** TAREFA PROPOSTA 1 **
Transcreva do editorial sobre o ensino o trecho que começa em "Público - 24" e termina em "vezes esquecidas.".

** TEXTO DA PÁGINA **
━━━━━━━━

Público - 24 Abr 06
Lições dos mestres
José Manuel Fernandes
Alguns conselhos de grandes mestres sobre algumas
verdades esquecidas pelo sistema educativo
Na semana em que centenas de
milhares de alunos regressam às aulas com exames à
vista, e depois de termos conhecido um relatório da
OCDE que se referia às graves debilidades da
Educação em Portugal, talvez seja útil dar a palavra
a outros para recordar algumas verdades demasiadas
vezes esquecidas.
Comecemos por George Steiner, a quem o título desde
editorial foi tomado por empréstimo. De um outro seu
livro recentemente editado em Portugal e onde, em
conversa com Célile Ladjali, debate a relação
professor-aluno, retiremos algumas reflexões.
A primeira é sobre a importância de exercitar a
memória e de decorar, dois valores em desuso numa
escola onde se tende a privilegiar apenas a
"compreensão": "Creio profundamente que quando
abandonamos a aprendizagem de cor - e a criança pode
aprender muito depressa, de modo admirável, se
negligenciarmos a memória, se não a mantivermos à
maneira do atleta que exercita os seus músculos, ela
definha. Hoje, a nossa escola é de amnésia
planificada". Amnésia que vai de se considerar
inútil tanto decorar um poema como a tabuada.
A segunda é sobre como estimular a aprendizagem: "O
horror do nosso ensino, da sua falsa realidade (...)
é minorar os sonhos da criança. (...) A grande
alegria só começa quando se diz: "Ainda não
compreendi, mas vou compreender. Ainda não sonhei,
mas vou sonhar". Ao nivelar, ao fazer uma falsa
democracia da mediocridade, mata-se na criança a
possibilidade de ultrapassar os seus limites
sociais, domésticos, pessoais e até físicos."
Steiner prossegue elogiando a atitude mais vulgar
nos Estados Unidos de dizer naturalmente a cada
criança que "vai ultrapassar os pais", um "melhorismo"
que recorda já ter sido notado por Tocqueville.
A terceira é sobre a capacidade de não abafar a
diferença e estimular os talentos. O velho professor
recorda uma história passada com o pintor Paul Klee,
aos seis anos, que, face a um exercício onde se
pedia para desenhar um aqueduto, o fez colocando
sapatos em todos os pilares. Steiner vê nesse
episódio uma "sinapse de génio" que, felizmente, o
professor não reprimiu, pelo contrário. Disse antes
aos pais que tivessem atenção, "pois algo de enorme
poderá acontecer". Aconteceu, como todos sabemos, e
algo devemos a esse professor que não esmagou a
criança "dentro de uma estrutura social de
igualitarismo", lugar onde se poderia destruir para
sempre "a possibilidade do milagre que é a grande
obra".

━━━━━━━━

Registos para marcação de caixas delimitadoras:
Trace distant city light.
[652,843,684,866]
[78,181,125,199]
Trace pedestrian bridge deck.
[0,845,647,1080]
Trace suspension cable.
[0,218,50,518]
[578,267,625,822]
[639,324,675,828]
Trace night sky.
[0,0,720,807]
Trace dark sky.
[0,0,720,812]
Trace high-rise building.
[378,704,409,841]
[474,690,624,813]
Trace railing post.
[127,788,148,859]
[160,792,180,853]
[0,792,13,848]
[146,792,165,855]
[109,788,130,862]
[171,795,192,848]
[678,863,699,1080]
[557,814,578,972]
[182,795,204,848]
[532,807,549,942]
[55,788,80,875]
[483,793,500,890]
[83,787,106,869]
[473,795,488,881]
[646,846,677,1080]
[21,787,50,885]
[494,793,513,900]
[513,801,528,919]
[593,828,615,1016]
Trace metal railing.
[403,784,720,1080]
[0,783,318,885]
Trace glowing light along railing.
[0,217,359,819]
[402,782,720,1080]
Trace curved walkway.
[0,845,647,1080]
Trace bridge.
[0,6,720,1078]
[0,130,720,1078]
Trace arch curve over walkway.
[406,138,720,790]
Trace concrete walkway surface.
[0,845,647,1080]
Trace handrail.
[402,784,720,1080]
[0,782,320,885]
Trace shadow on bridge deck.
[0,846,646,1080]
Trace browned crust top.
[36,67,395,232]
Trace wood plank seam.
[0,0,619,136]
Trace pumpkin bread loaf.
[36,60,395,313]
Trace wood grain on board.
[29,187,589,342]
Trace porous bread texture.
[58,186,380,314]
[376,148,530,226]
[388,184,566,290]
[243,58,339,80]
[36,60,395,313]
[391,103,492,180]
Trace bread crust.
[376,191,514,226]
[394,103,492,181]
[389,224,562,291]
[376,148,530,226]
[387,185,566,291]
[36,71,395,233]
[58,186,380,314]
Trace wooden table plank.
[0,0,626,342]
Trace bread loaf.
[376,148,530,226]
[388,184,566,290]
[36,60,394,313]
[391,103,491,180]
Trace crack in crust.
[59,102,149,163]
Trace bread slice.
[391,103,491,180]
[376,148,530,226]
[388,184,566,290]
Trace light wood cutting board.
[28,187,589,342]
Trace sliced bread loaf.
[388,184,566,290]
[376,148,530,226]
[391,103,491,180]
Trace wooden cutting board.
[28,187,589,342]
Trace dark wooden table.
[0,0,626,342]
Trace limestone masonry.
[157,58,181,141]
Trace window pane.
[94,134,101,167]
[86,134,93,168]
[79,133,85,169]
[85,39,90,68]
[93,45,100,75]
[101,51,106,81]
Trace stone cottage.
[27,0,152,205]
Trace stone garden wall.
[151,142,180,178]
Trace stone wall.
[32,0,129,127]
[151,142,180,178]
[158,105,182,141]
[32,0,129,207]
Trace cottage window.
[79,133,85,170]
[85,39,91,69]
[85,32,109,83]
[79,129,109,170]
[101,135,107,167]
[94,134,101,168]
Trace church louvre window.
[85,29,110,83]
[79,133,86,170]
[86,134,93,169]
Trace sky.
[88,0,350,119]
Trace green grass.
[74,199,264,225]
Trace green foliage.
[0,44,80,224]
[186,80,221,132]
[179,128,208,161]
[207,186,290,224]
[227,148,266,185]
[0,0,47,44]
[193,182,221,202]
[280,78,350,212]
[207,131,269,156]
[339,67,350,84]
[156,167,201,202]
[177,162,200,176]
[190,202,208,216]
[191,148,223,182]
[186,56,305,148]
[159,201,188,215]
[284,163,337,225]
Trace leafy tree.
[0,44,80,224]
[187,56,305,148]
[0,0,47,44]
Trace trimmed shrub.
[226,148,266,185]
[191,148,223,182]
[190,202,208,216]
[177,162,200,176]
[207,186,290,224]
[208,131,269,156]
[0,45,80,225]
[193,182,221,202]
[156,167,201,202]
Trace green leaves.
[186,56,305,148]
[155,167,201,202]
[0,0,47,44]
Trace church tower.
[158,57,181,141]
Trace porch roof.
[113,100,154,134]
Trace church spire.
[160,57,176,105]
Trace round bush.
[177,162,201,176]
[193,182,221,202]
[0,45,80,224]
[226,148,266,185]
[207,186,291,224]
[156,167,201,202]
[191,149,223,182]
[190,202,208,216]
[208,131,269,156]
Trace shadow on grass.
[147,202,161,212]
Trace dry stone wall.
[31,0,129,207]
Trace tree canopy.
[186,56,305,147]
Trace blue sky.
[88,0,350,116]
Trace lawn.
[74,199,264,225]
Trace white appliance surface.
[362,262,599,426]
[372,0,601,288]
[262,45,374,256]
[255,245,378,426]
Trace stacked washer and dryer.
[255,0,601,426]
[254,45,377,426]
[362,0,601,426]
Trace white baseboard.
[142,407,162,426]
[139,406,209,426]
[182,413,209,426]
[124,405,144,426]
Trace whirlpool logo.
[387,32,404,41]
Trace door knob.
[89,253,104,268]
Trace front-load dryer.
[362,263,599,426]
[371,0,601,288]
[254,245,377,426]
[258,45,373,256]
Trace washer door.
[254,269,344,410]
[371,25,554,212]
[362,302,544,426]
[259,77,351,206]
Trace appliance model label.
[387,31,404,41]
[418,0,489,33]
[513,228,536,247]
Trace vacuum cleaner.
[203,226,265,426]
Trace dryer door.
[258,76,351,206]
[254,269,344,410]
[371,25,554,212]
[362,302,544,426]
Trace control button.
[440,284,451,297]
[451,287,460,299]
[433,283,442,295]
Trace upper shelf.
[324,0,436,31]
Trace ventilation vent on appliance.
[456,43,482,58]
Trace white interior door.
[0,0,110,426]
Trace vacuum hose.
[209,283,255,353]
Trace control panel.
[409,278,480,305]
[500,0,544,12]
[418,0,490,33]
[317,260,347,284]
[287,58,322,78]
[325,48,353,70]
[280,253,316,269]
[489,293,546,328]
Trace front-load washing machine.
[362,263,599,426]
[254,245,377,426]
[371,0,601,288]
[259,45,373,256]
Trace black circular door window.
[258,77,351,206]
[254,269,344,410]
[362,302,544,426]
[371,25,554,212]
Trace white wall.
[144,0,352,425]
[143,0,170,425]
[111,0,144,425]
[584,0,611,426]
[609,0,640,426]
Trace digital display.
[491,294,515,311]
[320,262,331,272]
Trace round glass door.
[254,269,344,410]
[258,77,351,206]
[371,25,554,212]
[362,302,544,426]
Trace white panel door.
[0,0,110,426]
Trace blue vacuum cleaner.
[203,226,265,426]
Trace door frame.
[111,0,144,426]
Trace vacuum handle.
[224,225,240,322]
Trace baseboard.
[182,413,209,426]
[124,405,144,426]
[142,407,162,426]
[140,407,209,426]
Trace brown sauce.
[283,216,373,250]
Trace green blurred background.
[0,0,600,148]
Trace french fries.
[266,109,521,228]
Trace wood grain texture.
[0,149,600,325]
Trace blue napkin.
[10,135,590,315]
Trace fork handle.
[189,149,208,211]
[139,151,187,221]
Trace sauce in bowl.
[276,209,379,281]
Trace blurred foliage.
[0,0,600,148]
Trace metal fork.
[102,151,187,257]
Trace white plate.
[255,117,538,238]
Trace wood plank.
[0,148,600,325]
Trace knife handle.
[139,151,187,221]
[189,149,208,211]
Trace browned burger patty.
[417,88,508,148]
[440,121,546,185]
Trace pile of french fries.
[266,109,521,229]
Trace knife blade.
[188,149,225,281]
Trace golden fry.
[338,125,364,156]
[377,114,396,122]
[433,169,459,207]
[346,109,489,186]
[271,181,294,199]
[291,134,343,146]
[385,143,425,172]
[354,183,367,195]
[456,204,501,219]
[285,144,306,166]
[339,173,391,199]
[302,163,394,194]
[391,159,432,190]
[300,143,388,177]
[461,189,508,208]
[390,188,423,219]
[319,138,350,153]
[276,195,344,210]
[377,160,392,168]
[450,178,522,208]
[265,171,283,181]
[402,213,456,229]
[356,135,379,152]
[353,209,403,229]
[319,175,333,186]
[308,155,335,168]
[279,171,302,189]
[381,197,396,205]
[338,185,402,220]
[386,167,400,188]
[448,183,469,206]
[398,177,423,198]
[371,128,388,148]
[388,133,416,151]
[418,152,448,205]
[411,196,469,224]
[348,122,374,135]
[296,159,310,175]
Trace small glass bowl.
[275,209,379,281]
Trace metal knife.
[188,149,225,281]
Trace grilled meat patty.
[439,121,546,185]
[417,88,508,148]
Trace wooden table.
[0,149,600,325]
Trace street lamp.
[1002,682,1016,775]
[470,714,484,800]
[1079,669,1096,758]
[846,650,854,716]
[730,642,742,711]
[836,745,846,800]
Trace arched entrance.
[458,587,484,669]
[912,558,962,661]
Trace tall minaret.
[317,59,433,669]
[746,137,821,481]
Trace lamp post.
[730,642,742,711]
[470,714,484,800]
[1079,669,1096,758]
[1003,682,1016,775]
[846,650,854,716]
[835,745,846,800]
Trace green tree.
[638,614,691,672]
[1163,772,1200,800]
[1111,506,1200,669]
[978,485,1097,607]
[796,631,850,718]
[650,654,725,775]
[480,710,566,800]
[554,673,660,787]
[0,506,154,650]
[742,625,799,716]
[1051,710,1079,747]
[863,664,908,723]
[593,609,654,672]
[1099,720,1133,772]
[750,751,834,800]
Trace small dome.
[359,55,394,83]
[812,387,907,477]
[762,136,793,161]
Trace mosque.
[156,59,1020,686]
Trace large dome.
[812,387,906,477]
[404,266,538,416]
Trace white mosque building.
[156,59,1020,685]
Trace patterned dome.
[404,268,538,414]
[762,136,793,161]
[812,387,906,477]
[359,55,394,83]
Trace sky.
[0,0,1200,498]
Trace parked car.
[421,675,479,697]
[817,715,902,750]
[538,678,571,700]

━━━━━━━━

** TAREFA PROPOSTA 2 **
Reescreva como lista JSON de strings os registos desde o início até à linha que contém "[391,103,492,180]", inclusive, com uma string por linha e sem as linhas em branco.

** RESPOSTA 1 **
Público - 24 Abr 06
Lições dos mestres
José Manuel Fernandes
Alguns conselhos de grandes mestres sobre algumas
verdades esquecidas pelo sistema educativo
Na semana em que centenas de
milhares de alunos regressam às aulas com exames à
vista, e depois de termos conhecido um relatório da
OCDE que se referia às graves debilidades da
Educação em Portugal, talvez seja útil dar a palavra
a outros para recordar algumas verdades demasiadas
vezes esquecidas.

** RESPOSTA 2 **
[
  "Trace distant city light.",
  "[652,843,684,866]",
  "[78,181,125,199]",
  "Trace pedestrian bridge deck.",
  "[0,845,647,1080]",
  "Trace suspension cable.",
  "[0,218,50,518]",
  "[578,267,625,822]",
  "[639,324,675,828]",
  "Trace night sky.",
  "[0,0,720,807]",
  "Trace dark sky.",
  "[0,0,720,812]",
  "Trace high-rise building.",
  "[378,704,409,841]",
  "[474,690,624,813]",
  "Trace railing post.",
  "[127,788,148,859]",
  "[160,792,180,853]",
  "[0,792,13,848]",
  "[146,792,165,855]",
  "[109,788,130,862]",
  "[171,795,192,848]",
  "[678,863,699,1080]",
  "[557,814,578,972]",
  "[182,795,204,848]",
  "[532,807,549,942]",
  "[55,788,80,875]",
  "[483,793,500,890]",
  "[83,787,106,869]",
  "[473,795,488,881]",
  "[646,846,677,1080]",
  "[21,787,50,885]",
  "[494,793,513,900]",
  "[513,801,528,919]",
  "[593,828,615,1016]",
  "Trace metal railing.",
  "[403,784,720,1080]",
  "[0,783,318,885]",
  "Trace glowing light along railing.",
  "[0,217,359,819]",
  "[402,782,720,1080]",
  "Trace curved walkway.",
  "[0,845,647,1080]",
  "Trace bridge.",
  "[0,6,720,1078]",
  "[0,130,720,1078]",
  "Trace arch curve over walkway.",
  "[406,138,720,790]",
  "Trace concrete walkway surface.",
  "[0,845,647,1080]",
  "Trace handrail.",
  "[402,784,720,1080]",
  "[0,782,320,885]",
  "Trace shadow on bridge deck.",
  "[0,846,646,1080]",
  "Trace browned crust top.",
  "[36,67,395,232]",
  "Trace wood plank seam.",
  "[0,0,619,136]",
  "Trace pumpkin bread loaf.",
  "[36,60,395,313]",
  "Trace wood grain on board.",
  "[29,187,589,342]",
  "Trace porous bread texture.",
  "[58,186,380,314]",
  "[376,148,530,226]",
  "[388,184,566,290]",
  "[243,58,339,80]",
  "[36,60,395,313]",
  "[391,103,492,180]"
]